▸ **PAGE EXCERPT**
Oh wow!!  I definitely detect the milkiness.  That's one reason I was blown away by it.  It smells like no other vanilla I have encountered.

I just placed a 2nd order last night and had Velvet Peppercorn on the list, as well as Snow Witch.  I really wanted Marzipan but they are sold out right now.


----------



## grumpy_owl (Apr 9, 2015)

Velvet Peppercorn will change your life!

I haven't soaped with either of the others yet so it's not fair to be all "meh" when I've only smelled them OOB. But I just did a big gift basket for the Los Angeles Community Garden Council fundraiser and if I don't smell vanilla again until Christmas, it will be too soon.
(Told you I was grumpy...)


----------



## Gren (Apr 16, 2015)

Thanks to this thread, I ended up purchasing several fragrances from Mad Oils.  My assessment:

Vanilla Milk - Apparently it's THE vanilla scent for vanilla haters.  Wasn't super impressive OOB since I'm not a big vanilla fan...but in body butter the dry down is amazing.  I guess the best way to describe it is creamy and candy like, but not sickeningly sweet and definitely doesn't have that buttery note that I hate.

Golden Embargo - This would probably be the greatest scent of all time if it were just a little bit stronger.  Also used in body butter (hard to detect even immediately after mixing), and also smells fantastic after a few minutes on the skin.  I don't really even know how to describe it...definitely amber but brighter?

Smoke & Mirrors - Pretty much exactly what it sounds like.  The smokiness is readily apparent, but there's something else that reminds me of fresh rolled cigars.  Not a bad thing by any means, and definitely geared more towards guys.

▸ **SOURCE MATERIAL**
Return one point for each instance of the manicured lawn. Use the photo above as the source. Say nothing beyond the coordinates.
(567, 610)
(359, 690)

▸ **TASK SET**
(1) In the fragrance thread, which scent did the first poster want but couldn't order because it was sold out?
(2) Summarize the fragrance thread in two sentences.
(3) Continue the fragrance thread from the point where it stops.
The listing has no connection to the fragrance thread.

▸ **ANSWERS BY TASK**
(1) Marzipan

(2) Posters trade impressions of scents, with one describing a vanilla's milkiness and another declaring that Velvet Peppercorn will change your life. Gren reports buying several Mad Oils fragrances and reviews Vanilla Milk and Golden Embargo, which both impressed in body butter, along with Smoke & Mirrors, which is clearly smoky and geared more toward guys.

(3)
Velvet Peppercorn - I'm on the fence with this one.  It's peppery and very slightly sweet.  Used in a hand cream, disappointed the scent didn't last very long.

Hedonic Tonic - I really wanted to love this one.  Used in a hand cream, and I keep using it to find something to love about it.  But right off the bat it smells like lemon Pine-Sol.  When it dries a bit I get a sense of daisies and maybe the merest hint of mint/sage...but that initial cleaner smell is really off-putting.  I just can't imagine someone picking up the jar to sniff it and thinking, "Yeah, I want to smell like a freshly cleaned bathroom." 

Sexy Beast - Haven't used it yet, but it is perfect OOB.  According to the description it's pretty much all florals, but it's so hip and bright where other floral heavy fragrances smell like old ladies' perfume.  I'm not practiced enough to detect any individual floral notes (maybe honeysuckle), it just all blends together so well.  Definitely fit for a body spray/perfume, but should be perfect in anything.


----------



## cgirard4 (Apr 16, 2015)

I just placed my first order with them. I am so happy to see this post!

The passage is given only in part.